— start Text section —
# Glade hike - you tell me.



## Abubob (Oct 13, 2013)

IMG_6438 by Bob Misu, on Flickr




IMG_6434 by Bob Misu, on Flickr


----------



## dmw (Oct 13, 2013)

Nice pix. Maybe Ragged?


----------



## Abubob (Oct 13, 2013)

dmw said:


> Nice pix. Maybe Ragged?



It's that stupid rock. Its a give away. Apparently.


----------



## thetrailboss (Oct 13, 2013)

Looks good to me.


----------



## dmw (Oct 13, 2013)

Abubob said:


> It's that stupid rock. Its a give away. Apparently.



The rock does look familiar, but I also know you're a Ragged regular.


----------



## Huck_It_Baby (Oct 13, 2013)

Nothing like making powder turns on a bed of ferns.


----------



## Abubob (Oct 13, 2013)

dmw said:


> The rock does look familiar, but I also know you're a Ragged regular.



Did I mention its fifteen minutes from my house? I am so transparent.
— end Text section —
> Brief 1: Name each username that posts a reply or an opening post in the glade hike thread, listing each one once.
> Brief 2: Carry on the glade hike thread from its last post.
The items after this point come from a different source than the glade hike thread.
— start Data supplied —
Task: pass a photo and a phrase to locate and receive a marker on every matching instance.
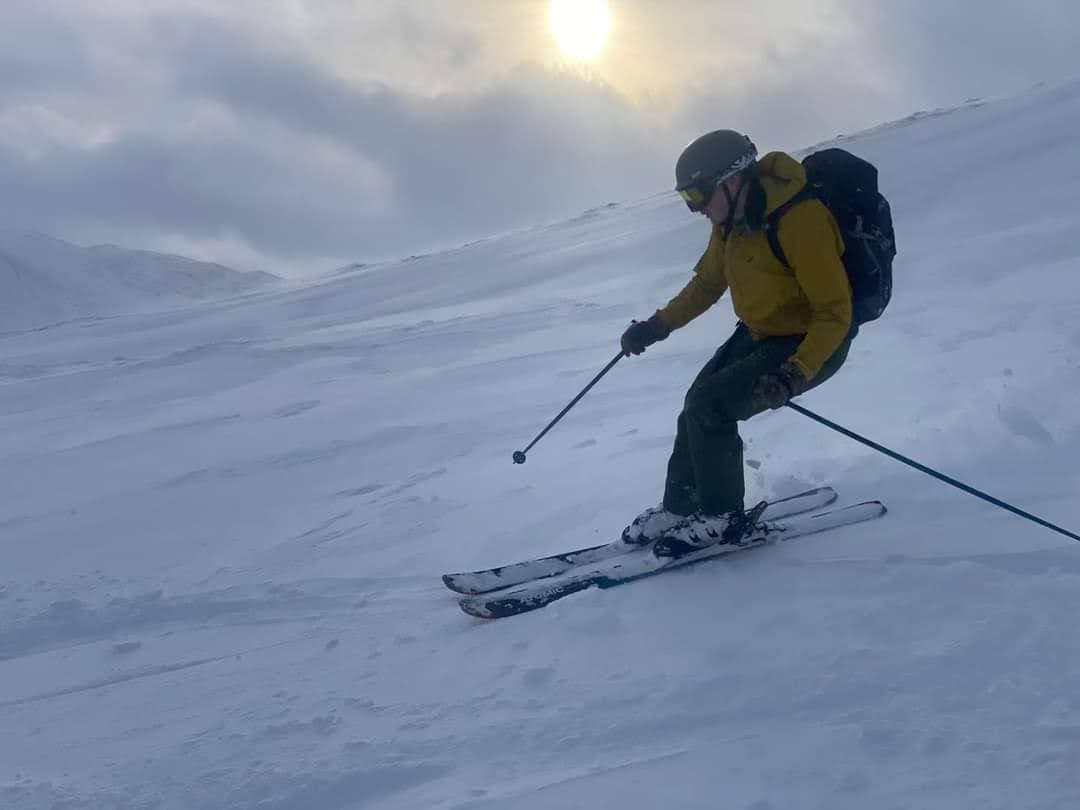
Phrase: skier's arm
(813, 246)
(704, 289)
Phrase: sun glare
(580, 27)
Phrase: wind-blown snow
(223, 527)
(44, 281)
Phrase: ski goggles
(698, 194)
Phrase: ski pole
(931, 472)
(520, 455)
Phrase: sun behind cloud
(580, 27)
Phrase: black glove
(774, 389)
(642, 334)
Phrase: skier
(795, 327)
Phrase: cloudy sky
(299, 135)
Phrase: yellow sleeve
(813, 246)
(703, 289)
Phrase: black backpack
(848, 187)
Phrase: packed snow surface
(223, 527)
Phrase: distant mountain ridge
(44, 280)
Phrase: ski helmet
(709, 161)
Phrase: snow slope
(223, 528)
(45, 281)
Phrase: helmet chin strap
(730, 223)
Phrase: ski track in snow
(223, 528)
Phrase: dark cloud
(308, 163)
(943, 52)
(192, 129)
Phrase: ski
(642, 563)
(501, 577)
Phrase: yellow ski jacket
(813, 298)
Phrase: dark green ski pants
(705, 471)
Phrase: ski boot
(652, 523)
(700, 531)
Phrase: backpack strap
(772, 225)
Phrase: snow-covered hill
(221, 528)
(45, 281)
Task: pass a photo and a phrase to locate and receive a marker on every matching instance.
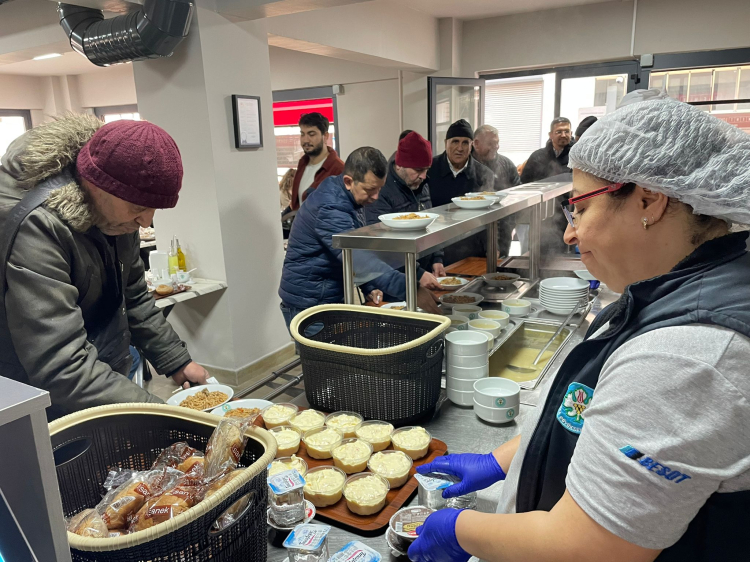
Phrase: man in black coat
(456, 172)
(552, 159)
(406, 191)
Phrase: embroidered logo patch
(653, 466)
(576, 400)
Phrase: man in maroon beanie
(406, 191)
(73, 194)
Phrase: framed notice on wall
(248, 132)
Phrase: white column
(227, 218)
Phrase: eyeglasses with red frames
(569, 205)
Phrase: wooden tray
(367, 525)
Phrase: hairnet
(673, 148)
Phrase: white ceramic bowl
(489, 326)
(495, 415)
(247, 403)
(470, 310)
(502, 318)
(495, 392)
(492, 279)
(483, 203)
(468, 372)
(391, 221)
(462, 385)
(466, 342)
(447, 304)
(563, 284)
(459, 321)
(175, 399)
(585, 274)
(468, 360)
(452, 287)
(460, 398)
(516, 307)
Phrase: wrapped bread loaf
(88, 523)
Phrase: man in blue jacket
(313, 272)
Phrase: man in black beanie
(454, 173)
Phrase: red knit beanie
(414, 152)
(135, 161)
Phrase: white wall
(111, 86)
(21, 92)
(600, 32)
(293, 69)
(368, 116)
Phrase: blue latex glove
(476, 472)
(437, 540)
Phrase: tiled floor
(164, 387)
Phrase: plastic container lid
(307, 537)
(356, 551)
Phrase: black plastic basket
(382, 364)
(132, 436)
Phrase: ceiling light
(48, 56)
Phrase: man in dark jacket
(484, 148)
(74, 290)
(551, 160)
(406, 191)
(313, 273)
(455, 172)
(319, 162)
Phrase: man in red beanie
(406, 191)
(73, 194)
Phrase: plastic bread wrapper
(119, 505)
(226, 445)
(179, 455)
(166, 506)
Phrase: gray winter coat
(62, 282)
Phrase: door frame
(432, 83)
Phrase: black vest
(709, 287)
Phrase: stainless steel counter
(464, 432)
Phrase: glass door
(451, 99)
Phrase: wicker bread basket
(89, 443)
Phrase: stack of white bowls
(560, 295)
(496, 400)
(467, 356)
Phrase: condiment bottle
(173, 260)
(180, 256)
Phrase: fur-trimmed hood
(46, 151)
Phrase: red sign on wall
(288, 113)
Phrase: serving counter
(464, 432)
(452, 225)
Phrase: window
(13, 123)
(724, 86)
(117, 112)
(518, 109)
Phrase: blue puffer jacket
(313, 273)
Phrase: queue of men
(411, 181)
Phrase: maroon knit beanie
(414, 152)
(135, 161)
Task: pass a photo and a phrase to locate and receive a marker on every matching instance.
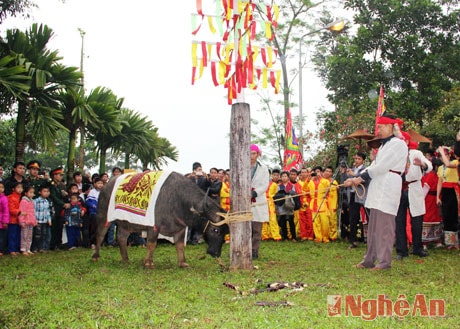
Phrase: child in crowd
(285, 207)
(73, 220)
(14, 230)
(44, 211)
(27, 219)
(91, 206)
(4, 219)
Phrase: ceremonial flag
(292, 154)
(380, 108)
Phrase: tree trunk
(102, 160)
(240, 186)
(81, 161)
(127, 160)
(21, 131)
(71, 155)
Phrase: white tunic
(414, 175)
(259, 183)
(384, 191)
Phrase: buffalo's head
(213, 232)
(215, 237)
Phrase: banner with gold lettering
(134, 196)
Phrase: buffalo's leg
(101, 230)
(152, 238)
(179, 241)
(122, 238)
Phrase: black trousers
(417, 228)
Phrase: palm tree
(157, 151)
(77, 114)
(134, 135)
(48, 77)
(107, 129)
(14, 81)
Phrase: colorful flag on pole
(380, 108)
(292, 154)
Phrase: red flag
(292, 154)
(380, 108)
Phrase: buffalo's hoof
(149, 265)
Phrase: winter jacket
(13, 204)
(4, 211)
(27, 212)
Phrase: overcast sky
(141, 50)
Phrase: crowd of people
(395, 198)
(39, 212)
(402, 199)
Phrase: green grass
(65, 289)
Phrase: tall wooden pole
(240, 186)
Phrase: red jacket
(27, 212)
(13, 204)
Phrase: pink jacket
(4, 211)
(27, 207)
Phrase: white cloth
(259, 183)
(149, 218)
(415, 174)
(384, 191)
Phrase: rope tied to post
(288, 196)
(234, 217)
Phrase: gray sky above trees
(142, 52)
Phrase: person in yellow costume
(332, 202)
(317, 188)
(270, 229)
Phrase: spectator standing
(215, 184)
(27, 219)
(78, 179)
(355, 202)
(91, 206)
(305, 216)
(44, 212)
(271, 229)
(332, 202)
(14, 230)
(225, 197)
(260, 177)
(412, 198)
(285, 207)
(58, 197)
(116, 171)
(72, 217)
(4, 219)
(17, 176)
(317, 188)
(432, 218)
(293, 178)
(447, 197)
(104, 177)
(383, 194)
(34, 178)
(198, 177)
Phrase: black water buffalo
(180, 203)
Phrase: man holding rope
(260, 178)
(384, 193)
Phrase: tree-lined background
(411, 47)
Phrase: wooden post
(240, 186)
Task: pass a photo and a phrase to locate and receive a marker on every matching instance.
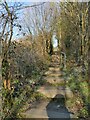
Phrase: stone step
(50, 91)
(54, 80)
(48, 109)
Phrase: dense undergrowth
(76, 80)
(26, 68)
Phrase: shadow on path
(56, 109)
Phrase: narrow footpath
(55, 91)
— end Data supplied —
> Result 1: Abubob, dmw, thetrailboss, Huck_It_Baby

> Result 2:
----------



## bigbog (Oct 14, 2013)

Only 15min commute to pitched terrain...:smile:  Location, location, location!


----------



## hammer (Oct 14, 2013)

Have yet to try skiing the glades at Ragged...is this Rags to Riches?


----------



## Abubob (Oct 14, 2013)

hammer said:


> Have yet to try skiing the glades at Ragged...is this Rags to Riches?



Yes it is.


----------



## Nick (Oct 15, 2013)

Looks very nice in there. Although not as nice as covered in snow


----------



## Abubob (Oct 18, 2013)

More Ragged photos from our hike. No sign of any construction other than to the snowmaking system.




IMG_6406 by Bob Misu, on Flickr




IMG_6408 by Bob Misu, on Flickr


----------



## skifree (Oct 19, 2013)

bet you can build a nice kicker off that "stupid rock"


----------



## jack97 (Oct 19, 2013)

skifree said:


> bet you can build a nice kicker off that "stupid rock"



yep, I've seen it. you can also get hurt on hitting it the wrong way. Last time i skied that trail, patrollers had to help out skier/rider on two separate incidents around that area. Not sure if was due to that kicker or not tho.


----------



## deadheadskier (Oct 19, 2013)

IMO the landing is too flat following that rock.  I've launched it a few times and unless it's a powder day, I've regretted it because of the landing.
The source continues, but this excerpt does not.